> [Your objective]: The answer must consist of each line below that contains the word "officer", copied in full.

> [Records provided]:
· · · · ·

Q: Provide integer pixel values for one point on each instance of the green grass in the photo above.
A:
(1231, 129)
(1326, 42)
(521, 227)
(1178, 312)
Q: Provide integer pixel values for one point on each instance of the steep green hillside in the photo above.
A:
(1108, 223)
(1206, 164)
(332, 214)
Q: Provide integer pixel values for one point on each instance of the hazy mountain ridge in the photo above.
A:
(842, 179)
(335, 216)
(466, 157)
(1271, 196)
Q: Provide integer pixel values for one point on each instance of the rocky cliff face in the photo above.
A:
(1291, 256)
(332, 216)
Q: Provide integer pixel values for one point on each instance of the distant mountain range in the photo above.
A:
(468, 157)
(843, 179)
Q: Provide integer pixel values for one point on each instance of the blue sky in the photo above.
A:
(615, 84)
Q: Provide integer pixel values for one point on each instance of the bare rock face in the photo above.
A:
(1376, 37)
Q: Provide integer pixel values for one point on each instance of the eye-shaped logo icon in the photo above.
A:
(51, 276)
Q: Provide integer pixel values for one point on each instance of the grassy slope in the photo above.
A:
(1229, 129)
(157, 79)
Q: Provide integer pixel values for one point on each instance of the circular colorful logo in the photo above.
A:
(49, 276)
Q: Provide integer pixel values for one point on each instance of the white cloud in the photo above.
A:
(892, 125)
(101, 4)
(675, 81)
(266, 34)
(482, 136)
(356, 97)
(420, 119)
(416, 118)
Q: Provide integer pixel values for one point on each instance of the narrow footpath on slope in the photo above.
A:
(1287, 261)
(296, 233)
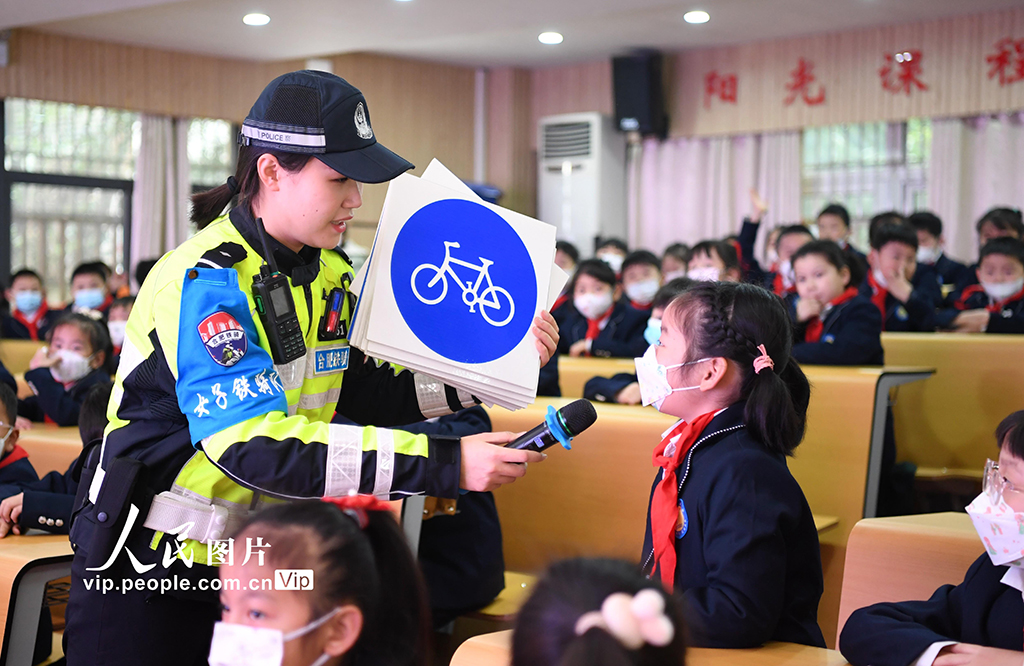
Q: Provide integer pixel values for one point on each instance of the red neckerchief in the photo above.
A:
(594, 325)
(815, 325)
(778, 286)
(15, 454)
(991, 307)
(665, 501)
(879, 295)
(33, 324)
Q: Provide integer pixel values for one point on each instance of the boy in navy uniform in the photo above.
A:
(47, 503)
(641, 279)
(905, 293)
(996, 303)
(30, 317)
(14, 465)
(930, 252)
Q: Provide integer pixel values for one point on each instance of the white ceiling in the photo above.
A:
(466, 32)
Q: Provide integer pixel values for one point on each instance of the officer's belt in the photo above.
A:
(188, 518)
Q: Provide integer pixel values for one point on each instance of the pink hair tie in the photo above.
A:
(762, 362)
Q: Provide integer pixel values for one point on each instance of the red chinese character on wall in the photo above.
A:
(1008, 61)
(899, 74)
(722, 86)
(800, 85)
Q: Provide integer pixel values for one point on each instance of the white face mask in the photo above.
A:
(653, 378)
(1003, 290)
(642, 292)
(240, 644)
(929, 255)
(706, 274)
(999, 529)
(117, 330)
(593, 305)
(613, 259)
(72, 367)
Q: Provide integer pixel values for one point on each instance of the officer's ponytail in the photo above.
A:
(548, 631)
(208, 206)
(732, 321)
(358, 557)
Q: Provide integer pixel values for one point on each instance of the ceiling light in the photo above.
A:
(256, 19)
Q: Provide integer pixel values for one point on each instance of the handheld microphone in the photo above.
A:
(558, 427)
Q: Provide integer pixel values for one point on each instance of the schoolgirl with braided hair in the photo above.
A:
(728, 528)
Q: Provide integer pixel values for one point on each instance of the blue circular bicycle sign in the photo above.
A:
(463, 281)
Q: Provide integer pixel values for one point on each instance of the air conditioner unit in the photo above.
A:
(582, 177)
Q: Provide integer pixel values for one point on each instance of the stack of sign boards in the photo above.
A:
(452, 287)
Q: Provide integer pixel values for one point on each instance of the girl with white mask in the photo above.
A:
(728, 526)
(365, 602)
(980, 621)
(61, 373)
(599, 323)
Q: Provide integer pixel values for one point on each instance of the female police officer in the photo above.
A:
(216, 410)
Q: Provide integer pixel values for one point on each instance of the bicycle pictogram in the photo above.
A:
(489, 300)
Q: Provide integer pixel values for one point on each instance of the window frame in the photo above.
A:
(8, 178)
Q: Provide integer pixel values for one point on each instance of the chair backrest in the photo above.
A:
(905, 557)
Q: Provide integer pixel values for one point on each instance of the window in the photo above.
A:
(68, 174)
(211, 152)
(868, 168)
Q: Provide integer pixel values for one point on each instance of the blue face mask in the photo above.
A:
(653, 331)
(89, 298)
(28, 301)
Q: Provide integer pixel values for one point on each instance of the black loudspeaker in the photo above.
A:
(639, 94)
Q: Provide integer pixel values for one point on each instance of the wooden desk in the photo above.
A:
(949, 420)
(574, 372)
(905, 557)
(15, 355)
(495, 650)
(49, 448)
(27, 564)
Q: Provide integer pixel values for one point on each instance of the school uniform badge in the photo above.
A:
(223, 338)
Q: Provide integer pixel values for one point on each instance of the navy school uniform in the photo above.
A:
(982, 611)
(622, 337)
(851, 335)
(749, 568)
(15, 468)
(1005, 317)
(52, 401)
(918, 314)
(604, 389)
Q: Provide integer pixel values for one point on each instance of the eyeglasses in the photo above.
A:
(994, 484)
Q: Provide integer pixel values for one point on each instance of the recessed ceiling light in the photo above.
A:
(256, 19)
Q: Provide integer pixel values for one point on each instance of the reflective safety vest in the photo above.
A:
(222, 429)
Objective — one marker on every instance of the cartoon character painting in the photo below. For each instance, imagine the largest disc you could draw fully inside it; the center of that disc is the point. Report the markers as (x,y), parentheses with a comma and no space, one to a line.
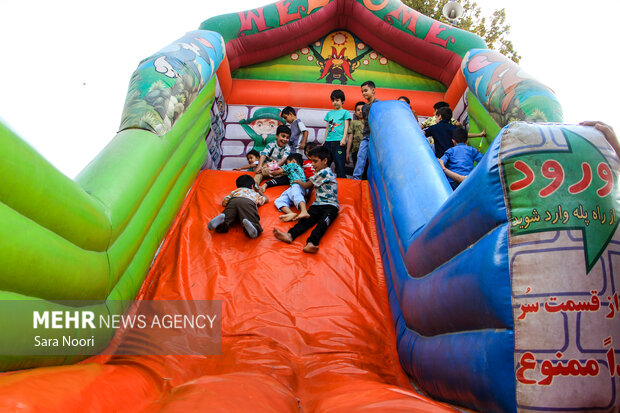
(338,58)
(261,127)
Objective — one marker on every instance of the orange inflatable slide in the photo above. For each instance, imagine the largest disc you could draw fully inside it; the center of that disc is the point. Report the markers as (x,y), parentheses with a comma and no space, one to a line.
(301,332)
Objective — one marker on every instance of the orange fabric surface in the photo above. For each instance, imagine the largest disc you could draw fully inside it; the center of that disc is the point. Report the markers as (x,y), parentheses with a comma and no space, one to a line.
(315,95)
(301,332)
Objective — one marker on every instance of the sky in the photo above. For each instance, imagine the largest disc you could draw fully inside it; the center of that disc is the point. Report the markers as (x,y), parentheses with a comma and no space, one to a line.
(66,64)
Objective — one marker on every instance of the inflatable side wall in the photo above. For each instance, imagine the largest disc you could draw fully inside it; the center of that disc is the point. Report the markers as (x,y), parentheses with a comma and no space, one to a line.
(503,299)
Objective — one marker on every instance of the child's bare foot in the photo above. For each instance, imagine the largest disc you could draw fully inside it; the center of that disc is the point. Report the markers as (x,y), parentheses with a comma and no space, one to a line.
(216,222)
(282,236)
(311,248)
(288,217)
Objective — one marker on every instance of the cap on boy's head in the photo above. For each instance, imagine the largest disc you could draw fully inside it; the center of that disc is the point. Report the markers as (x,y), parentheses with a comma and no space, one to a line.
(337,94)
(287,111)
(322,153)
(445,113)
(283,129)
(245,181)
(369,83)
(296,157)
(459,135)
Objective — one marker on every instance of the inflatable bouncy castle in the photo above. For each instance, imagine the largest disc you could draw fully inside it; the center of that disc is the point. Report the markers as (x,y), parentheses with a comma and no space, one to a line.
(499,296)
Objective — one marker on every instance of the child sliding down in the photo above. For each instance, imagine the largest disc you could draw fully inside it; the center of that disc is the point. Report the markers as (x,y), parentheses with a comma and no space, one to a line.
(241,204)
(324,210)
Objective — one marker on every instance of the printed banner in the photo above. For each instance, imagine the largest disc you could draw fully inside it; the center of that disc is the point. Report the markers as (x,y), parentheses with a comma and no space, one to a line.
(563,198)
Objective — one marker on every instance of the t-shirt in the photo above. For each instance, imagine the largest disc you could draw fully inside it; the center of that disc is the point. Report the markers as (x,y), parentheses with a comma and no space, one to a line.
(356,128)
(297,130)
(442,132)
(335,124)
(325,188)
(246,193)
(460,159)
(294,172)
(273,152)
(308,168)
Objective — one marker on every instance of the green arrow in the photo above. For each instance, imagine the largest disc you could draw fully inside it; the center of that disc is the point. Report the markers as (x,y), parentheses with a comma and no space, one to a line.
(572,189)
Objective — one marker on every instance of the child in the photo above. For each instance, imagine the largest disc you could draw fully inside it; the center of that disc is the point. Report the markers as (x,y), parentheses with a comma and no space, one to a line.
(242,203)
(294,195)
(408,102)
(336,131)
(324,210)
(436,118)
(307,165)
(356,129)
(368,92)
(458,161)
(274,155)
(442,131)
(299,132)
(253,156)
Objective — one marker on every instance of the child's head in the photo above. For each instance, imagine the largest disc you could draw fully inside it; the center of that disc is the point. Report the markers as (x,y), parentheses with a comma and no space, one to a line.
(283,133)
(440,105)
(308,148)
(358,109)
(252,156)
(288,113)
(459,135)
(337,97)
(295,157)
(245,181)
(321,157)
(445,113)
(368,90)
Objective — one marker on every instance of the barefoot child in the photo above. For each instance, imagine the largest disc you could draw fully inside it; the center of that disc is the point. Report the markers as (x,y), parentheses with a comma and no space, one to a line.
(242,203)
(294,195)
(324,210)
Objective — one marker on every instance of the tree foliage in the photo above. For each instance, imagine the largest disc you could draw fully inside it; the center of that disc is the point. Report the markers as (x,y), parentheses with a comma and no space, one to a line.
(494,29)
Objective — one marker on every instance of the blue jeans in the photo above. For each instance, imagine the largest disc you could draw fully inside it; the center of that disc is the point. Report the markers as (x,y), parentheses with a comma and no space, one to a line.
(339,154)
(362,158)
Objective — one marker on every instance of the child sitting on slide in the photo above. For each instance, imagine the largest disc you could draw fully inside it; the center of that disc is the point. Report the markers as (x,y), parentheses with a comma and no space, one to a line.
(253,156)
(241,204)
(458,161)
(294,195)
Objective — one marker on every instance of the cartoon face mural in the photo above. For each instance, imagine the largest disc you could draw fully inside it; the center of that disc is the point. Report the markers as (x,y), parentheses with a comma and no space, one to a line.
(261,127)
(338,58)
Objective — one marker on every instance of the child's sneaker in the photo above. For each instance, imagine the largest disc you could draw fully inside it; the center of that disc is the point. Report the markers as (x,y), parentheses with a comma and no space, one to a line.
(216,222)
(250,229)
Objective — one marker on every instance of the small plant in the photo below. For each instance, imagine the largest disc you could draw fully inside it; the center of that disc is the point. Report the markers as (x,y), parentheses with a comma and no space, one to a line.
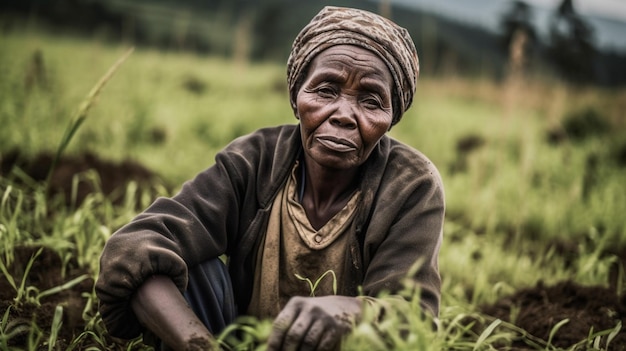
(313,285)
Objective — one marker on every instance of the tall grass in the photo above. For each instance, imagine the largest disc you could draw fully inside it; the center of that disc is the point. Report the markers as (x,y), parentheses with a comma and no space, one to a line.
(512,198)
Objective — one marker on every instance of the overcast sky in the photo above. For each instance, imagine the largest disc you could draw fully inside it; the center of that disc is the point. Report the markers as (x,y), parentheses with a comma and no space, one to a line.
(615,9)
(488,13)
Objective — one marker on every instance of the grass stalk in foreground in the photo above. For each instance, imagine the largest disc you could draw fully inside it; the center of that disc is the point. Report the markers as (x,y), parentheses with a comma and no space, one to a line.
(81,113)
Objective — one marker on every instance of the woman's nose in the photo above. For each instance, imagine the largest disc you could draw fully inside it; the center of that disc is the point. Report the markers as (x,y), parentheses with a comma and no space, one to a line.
(345,114)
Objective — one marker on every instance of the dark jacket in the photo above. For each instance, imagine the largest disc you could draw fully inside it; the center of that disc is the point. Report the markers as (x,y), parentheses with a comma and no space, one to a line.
(224,211)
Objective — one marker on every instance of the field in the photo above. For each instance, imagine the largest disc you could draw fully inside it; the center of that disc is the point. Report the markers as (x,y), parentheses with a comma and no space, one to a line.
(535,236)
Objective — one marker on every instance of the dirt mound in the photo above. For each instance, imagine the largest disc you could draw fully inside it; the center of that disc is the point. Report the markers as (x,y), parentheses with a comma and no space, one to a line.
(539,309)
(38,306)
(112,178)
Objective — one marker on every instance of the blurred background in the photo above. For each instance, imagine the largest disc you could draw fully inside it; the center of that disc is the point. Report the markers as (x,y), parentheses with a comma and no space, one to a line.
(580,41)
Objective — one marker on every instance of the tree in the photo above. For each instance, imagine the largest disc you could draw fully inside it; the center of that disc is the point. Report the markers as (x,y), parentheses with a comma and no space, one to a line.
(571,44)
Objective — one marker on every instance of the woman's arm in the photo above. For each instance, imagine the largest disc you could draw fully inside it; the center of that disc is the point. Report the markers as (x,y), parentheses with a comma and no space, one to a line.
(162,309)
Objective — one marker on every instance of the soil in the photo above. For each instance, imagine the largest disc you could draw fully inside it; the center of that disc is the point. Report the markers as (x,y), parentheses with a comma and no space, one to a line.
(536,310)
(539,309)
(112,177)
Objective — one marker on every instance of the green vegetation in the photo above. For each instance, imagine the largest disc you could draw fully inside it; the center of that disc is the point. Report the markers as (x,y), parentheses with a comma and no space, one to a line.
(533,174)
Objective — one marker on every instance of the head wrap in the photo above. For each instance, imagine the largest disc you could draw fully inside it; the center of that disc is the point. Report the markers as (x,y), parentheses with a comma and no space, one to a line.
(338,25)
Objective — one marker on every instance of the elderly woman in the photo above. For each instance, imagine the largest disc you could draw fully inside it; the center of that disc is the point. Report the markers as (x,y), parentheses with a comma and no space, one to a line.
(333,193)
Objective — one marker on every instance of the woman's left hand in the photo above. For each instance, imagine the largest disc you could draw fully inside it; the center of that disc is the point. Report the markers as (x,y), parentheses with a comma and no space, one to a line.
(314,323)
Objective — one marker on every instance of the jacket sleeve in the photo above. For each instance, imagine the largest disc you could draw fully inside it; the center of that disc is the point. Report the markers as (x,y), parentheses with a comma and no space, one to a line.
(405,233)
(170,235)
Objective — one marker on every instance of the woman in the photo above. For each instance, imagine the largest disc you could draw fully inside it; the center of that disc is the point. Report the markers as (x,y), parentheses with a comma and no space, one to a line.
(332,199)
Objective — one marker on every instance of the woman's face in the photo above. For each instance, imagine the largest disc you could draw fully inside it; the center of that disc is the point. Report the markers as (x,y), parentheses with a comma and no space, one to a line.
(344,106)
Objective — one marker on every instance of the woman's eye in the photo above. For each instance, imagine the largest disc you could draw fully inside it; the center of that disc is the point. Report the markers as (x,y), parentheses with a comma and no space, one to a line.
(326,92)
(372,103)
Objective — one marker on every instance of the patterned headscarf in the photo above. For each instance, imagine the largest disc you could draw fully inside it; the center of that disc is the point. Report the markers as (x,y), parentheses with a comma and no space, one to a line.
(337,26)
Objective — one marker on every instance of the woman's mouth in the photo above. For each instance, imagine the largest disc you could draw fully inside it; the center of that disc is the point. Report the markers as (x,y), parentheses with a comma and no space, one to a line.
(337,144)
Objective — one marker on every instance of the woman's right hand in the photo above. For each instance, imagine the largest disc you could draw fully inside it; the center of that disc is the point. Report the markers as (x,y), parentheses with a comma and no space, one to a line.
(162,309)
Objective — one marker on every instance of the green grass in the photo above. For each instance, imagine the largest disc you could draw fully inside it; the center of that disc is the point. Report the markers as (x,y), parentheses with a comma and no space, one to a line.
(512,200)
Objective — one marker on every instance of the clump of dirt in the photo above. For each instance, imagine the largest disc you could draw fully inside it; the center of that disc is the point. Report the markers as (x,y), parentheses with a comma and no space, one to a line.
(112,179)
(45,273)
(539,309)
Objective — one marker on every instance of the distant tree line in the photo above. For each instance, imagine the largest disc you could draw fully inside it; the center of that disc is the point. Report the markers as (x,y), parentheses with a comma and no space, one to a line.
(254,30)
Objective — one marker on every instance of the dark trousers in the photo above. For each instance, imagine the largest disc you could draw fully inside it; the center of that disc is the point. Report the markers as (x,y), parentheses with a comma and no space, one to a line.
(210,295)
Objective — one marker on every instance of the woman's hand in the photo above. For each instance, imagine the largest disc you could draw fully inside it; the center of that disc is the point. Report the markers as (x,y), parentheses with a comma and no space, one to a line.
(162,309)
(314,323)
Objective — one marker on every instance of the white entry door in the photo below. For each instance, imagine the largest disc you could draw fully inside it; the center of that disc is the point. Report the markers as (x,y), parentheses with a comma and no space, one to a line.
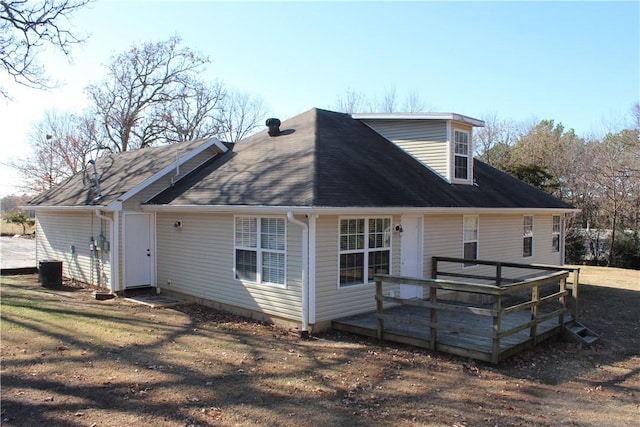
(137,252)
(411,254)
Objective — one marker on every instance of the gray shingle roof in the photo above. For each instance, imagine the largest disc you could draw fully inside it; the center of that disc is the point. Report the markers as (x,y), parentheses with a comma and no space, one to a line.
(118,173)
(328,159)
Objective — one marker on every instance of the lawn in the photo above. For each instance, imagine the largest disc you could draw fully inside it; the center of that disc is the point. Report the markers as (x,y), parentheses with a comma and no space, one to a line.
(69,360)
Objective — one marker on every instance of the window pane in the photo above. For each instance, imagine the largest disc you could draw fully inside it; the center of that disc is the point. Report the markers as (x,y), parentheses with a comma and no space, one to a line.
(461,143)
(378,263)
(470,228)
(273,267)
(272,233)
(246,232)
(351,269)
(461,167)
(379,233)
(351,234)
(246,265)
(527,247)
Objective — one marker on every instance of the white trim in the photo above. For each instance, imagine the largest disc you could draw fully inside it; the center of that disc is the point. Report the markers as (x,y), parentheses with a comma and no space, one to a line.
(477,240)
(259,251)
(366,211)
(419,116)
(365,250)
(188,156)
(152,247)
(525,236)
(469,156)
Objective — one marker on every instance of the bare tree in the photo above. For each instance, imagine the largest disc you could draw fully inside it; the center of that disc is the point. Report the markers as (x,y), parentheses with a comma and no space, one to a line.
(493,141)
(241,115)
(351,102)
(195,114)
(130,102)
(62,146)
(27,26)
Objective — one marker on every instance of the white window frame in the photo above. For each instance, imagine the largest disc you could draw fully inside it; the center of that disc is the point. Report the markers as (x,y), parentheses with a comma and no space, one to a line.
(556,228)
(471,238)
(527,233)
(255,244)
(365,250)
(466,156)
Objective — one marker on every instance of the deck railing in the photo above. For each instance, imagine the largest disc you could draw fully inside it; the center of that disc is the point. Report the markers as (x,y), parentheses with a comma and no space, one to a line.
(498,288)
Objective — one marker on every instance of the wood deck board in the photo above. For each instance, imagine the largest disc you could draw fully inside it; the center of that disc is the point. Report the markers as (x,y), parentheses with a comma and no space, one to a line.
(454,342)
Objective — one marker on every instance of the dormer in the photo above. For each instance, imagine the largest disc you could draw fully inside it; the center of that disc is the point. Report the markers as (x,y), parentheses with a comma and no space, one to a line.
(440,141)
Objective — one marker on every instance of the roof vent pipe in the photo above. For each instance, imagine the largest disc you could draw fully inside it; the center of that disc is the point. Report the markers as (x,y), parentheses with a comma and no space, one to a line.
(274,126)
(97,181)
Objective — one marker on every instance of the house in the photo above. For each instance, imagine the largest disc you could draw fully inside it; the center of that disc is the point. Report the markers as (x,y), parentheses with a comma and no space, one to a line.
(290,224)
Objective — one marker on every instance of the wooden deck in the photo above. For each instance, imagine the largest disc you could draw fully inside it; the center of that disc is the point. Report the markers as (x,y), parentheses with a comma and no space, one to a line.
(515,313)
(463,334)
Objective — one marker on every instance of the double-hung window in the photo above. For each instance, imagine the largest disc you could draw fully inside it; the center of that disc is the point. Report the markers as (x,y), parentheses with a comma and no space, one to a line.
(555,233)
(365,249)
(461,155)
(260,249)
(470,238)
(527,236)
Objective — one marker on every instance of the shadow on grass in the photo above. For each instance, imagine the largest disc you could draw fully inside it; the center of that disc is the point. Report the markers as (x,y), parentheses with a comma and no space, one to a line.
(205,367)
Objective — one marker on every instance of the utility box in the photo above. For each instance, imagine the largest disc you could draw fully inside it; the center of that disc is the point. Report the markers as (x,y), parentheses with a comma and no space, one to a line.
(50,273)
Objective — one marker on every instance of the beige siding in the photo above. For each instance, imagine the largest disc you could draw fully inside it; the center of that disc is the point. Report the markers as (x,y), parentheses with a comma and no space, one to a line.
(57,232)
(424,140)
(197,260)
(500,239)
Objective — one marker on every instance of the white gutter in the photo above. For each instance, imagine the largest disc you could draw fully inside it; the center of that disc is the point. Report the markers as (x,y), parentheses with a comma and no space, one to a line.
(306,210)
(305,273)
(113,243)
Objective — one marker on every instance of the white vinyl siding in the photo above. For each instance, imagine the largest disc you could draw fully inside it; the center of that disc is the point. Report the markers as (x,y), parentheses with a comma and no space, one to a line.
(198,258)
(66,237)
(425,140)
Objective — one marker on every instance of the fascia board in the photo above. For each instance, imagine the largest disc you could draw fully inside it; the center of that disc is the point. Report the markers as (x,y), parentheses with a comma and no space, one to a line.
(419,116)
(188,156)
(349,210)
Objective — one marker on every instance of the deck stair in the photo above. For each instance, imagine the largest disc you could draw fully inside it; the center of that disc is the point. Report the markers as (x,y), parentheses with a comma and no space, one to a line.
(580,333)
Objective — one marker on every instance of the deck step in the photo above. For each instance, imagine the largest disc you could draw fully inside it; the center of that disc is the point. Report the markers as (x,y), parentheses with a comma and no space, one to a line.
(581,334)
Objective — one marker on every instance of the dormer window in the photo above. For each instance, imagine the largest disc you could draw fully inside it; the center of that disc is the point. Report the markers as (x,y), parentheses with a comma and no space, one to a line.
(461,160)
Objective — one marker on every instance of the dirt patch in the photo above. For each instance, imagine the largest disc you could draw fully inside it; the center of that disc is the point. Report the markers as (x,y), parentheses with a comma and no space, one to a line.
(69,360)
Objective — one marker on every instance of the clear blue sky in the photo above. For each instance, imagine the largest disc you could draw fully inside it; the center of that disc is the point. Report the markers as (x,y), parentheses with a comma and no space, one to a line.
(574,62)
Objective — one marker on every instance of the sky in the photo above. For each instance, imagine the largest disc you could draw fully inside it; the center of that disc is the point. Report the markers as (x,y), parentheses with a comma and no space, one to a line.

· · · · ·

> [Answer area]:
Q: Provide integer pixel values for one point on each instance of the officer's belt in the photo above.
Q: Provide integer pixel values for one point on each instance of the officer's ponytail in the photo above.
Q: Provide integer pixel values for one point on each instance of the female police officer in the photo above.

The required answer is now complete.